## [Information provided]
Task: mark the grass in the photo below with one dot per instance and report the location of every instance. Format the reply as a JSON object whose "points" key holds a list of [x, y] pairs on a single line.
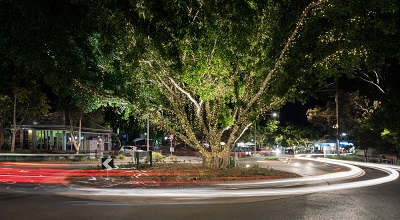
{"points": [[175, 175], [347, 157]]}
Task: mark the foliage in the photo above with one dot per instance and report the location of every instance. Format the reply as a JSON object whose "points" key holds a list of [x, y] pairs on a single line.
{"points": [[214, 68]]}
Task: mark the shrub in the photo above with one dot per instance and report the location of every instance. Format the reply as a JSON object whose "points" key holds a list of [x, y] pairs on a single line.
{"points": [[157, 157], [271, 158], [347, 157]]}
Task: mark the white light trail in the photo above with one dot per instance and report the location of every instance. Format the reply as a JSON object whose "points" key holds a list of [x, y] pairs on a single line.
{"points": [[246, 190]]}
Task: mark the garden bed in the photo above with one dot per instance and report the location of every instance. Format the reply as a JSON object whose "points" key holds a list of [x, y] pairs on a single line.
{"points": [[171, 175]]}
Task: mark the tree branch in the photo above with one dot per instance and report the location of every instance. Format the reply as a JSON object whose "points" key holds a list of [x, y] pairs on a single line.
{"points": [[284, 51]]}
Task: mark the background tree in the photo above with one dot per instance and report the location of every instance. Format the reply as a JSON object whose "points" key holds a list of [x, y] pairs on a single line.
{"points": [[22, 99]]}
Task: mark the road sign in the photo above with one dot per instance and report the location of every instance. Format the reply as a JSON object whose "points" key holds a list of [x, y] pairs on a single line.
{"points": [[107, 163]]}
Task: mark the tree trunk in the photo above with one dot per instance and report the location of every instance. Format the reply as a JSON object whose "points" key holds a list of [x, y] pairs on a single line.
{"points": [[216, 159], [76, 144]]}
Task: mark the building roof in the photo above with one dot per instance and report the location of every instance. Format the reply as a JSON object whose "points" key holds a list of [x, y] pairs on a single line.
{"points": [[60, 121]]}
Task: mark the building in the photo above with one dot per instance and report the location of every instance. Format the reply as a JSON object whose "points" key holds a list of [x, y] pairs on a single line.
{"points": [[53, 133]]}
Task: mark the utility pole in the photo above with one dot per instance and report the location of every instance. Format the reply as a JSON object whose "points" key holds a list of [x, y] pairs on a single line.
{"points": [[255, 137], [337, 120]]}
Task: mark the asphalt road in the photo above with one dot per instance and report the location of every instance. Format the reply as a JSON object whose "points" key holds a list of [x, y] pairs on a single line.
{"points": [[30, 201]]}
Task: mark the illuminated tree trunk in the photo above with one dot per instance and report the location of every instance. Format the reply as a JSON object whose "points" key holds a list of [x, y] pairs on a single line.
{"points": [[77, 144]]}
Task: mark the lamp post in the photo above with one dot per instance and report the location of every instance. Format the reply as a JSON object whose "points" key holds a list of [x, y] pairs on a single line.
{"points": [[255, 138], [337, 121]]}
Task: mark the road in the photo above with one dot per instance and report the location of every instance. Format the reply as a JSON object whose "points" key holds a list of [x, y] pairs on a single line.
{"points": [[38, 201]]}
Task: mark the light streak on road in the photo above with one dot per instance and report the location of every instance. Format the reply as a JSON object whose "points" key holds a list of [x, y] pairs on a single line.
{"points": [[241, 192]]}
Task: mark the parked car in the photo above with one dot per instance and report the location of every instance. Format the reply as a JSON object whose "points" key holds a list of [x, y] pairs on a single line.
{"points": [[127, 150], [289, 151]]}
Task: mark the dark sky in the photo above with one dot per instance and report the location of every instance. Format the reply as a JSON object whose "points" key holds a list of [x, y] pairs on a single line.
{"points": [[295, 113]]}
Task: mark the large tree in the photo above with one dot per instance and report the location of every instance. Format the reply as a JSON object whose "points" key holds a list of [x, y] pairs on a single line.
{"points": [[213, 66]]}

## [Set problem]
Retype the listing above, character for character, from the line containing "Task: mark the light" through the last line of the listing, including both of those lines.

## [Response below]
Task: mark the light streak on road in the photo above with one dot per instance and report the location of every instance. Format the reply as a JSON object whose "points" key holds a list of [x, y] pairs on a single line.
{"points": [[241, 192]]}
Task: mark the parked car in the photo above with one dot per instance and report the location of every instance. Format the reply as a JSON object whose "points" key holds a list of [x, y] pairs on a single line.
{"points": [[127, 150], [289, 151]]}
Task: mark the dark sky in the photo above with one dot per instance and report the location of every instance. Format the reply as a JSON object whose "points" key holds a list of [x, y] pairs on a single line.
{"points": [[295, 113]]}
Task: mark the large tree in the photo above with one dot per instance and report the location of every instance. Format the reply as a JSON object whose "points" key holds a list of [x, y] pairs on a single line.
{"points": [[213, 66]]}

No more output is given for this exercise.